▶ **Directions for this task**
When you reach the records, transcribe each one exactly.

Dataset entries:

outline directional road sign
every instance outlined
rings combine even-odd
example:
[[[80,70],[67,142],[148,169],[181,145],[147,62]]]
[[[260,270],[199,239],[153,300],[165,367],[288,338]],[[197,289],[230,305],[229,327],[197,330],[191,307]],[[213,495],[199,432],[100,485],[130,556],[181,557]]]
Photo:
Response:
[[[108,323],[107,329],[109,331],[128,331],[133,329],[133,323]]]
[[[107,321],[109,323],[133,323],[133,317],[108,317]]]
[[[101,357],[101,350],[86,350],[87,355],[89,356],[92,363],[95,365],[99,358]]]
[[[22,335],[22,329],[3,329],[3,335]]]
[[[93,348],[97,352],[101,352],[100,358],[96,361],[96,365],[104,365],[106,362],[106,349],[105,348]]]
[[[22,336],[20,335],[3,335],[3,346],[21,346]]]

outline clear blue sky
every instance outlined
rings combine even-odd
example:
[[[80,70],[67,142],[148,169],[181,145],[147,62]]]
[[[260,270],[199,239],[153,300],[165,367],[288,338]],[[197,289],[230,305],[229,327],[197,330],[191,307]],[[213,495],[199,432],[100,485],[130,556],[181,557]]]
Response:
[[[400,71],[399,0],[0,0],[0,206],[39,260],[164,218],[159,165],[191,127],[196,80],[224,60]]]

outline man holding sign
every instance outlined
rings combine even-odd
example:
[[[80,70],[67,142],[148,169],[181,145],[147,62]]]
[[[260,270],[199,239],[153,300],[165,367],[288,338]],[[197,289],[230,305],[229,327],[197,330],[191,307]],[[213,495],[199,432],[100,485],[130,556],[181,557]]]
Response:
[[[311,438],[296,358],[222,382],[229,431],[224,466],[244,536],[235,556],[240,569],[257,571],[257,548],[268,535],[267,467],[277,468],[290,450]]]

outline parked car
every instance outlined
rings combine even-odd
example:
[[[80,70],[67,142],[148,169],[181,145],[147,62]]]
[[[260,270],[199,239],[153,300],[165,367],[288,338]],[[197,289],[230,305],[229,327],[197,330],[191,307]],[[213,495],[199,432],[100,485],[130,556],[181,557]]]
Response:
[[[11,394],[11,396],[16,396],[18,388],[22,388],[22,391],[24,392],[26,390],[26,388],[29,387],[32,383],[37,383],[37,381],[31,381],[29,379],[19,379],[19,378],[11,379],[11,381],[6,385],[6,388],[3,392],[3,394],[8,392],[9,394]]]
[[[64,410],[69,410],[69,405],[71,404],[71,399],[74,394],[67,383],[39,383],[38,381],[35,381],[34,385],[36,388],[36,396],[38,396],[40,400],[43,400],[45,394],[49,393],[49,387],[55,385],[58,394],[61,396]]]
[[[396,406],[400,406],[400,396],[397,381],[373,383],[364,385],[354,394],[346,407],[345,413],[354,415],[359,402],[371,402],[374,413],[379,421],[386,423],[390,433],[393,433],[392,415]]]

▶ **Written answer**
outline directional road sign
every instance outlined
rings combine even-odd
example:
[[[80,70],[67,142],[148,169],[181,145],[147,62]]]
[[[260,270],[199,239],[153,300],[165,367],[288,338]],[[197,289],[230,305],[229,327],[197,330],[191,307]],[[213,495],[199,432],[100,485],[130,556],[181,557]]]
Photo:
Response:
[[[108,323],[107,329],[109,331],[128,331],[133,329],[133,323]]]
[[[107,321],[109,323],[133,323],[133,317],[108,317]]]
[[[101,357],[101,350],[86,350],[87,355],[89,356],[92,363],[95,365],[99,358]]]
[[[22,335],[22,329],[3,329],[3,335]]]
[[[93,348],[97,352],[101,352],[100,358],[96,361],[96,365],[104,365],[106,362],[106,349],[105,348]]]
[[[22,336],[20,335],[3,335],[3,346],[21,346]]]

outline clear blue sky
every instance outlined
rings combine even-odd
example:
[[[80,70],[67,142],[148,169],[181,145],[147,62]]]
[[[260,270],[199,239],[153,300],[165,367],[288,338]],[[197,289],[230,305],[229,327],[197,330],[191,307]],[[213,495],[199,432],[100,485],[130,556],[181,557]]]
Response:
[[[400,71],[399,0],[0,0],[0,206],[39,260],[164,218],[159,165],[191,127],[196,80],[224,60]]]

outline man holding sign
every instance outlined
rings combine even-odd
example:
[[[80,70],[67,142],[148,169],[181,145],[147,62]]]
[[[260,270],[199,239],[153,300],[165,367],[288,338]],[[197,289],[230,305],[229,327],[197,330],[191,307]],[[213,495],[199,432],[100,485],[130,556],[181,557]]]
Response:
[[[311,438],[296,358],[222,382],[229,431],[224,466],[244,536],[235,556],[240,569],[257,571],[257,548],[268,535],[267,467],[277,468],[290,450]]]

outline parked car
every instance outlined
rings combine even-odd
example:
[[[80,70],[67,142],[148,169],[181,145],[147,62]]]
[[[260,270],[199,239],[153,300],[165,367],[288,338]],[[197,289],[230,305],[229,327],[197,330],[191,307]],[[213,495],[199,432],[100,485],[130,556],[181,557]]]
Response:
[[[11,394],[11,396],[16,396],[18,388],[22,388],[22,391],[24,392],[26,390],[26,388],[29,387],[32,383],[37,383],[37,381],[31,381],[29,379],[19,379],[19,378],[11,379],[11,381],[6,385],[6,388],[3,392],[3,394],[8,392],[9,394]]]
[[[64,410],[69,410],[69,405],[71,404],[71,399],[74,394],[67,383],[39,383],[38,381],[35,381],[34,385],[36,388],[36,396],[38,396],[40,400],[43,400],[45,394],[49,393],[49,387],[55,385],[58,394],[61,396]]]
[[[396,406],[400,406],[400,396],[397,381],[373,383],[364,385],[354,394],[346,407],[345,413],[354,415],[359,402],[371,402],[374,413],[379,421],[386,423],[390,433],[393,433],[392,415]]]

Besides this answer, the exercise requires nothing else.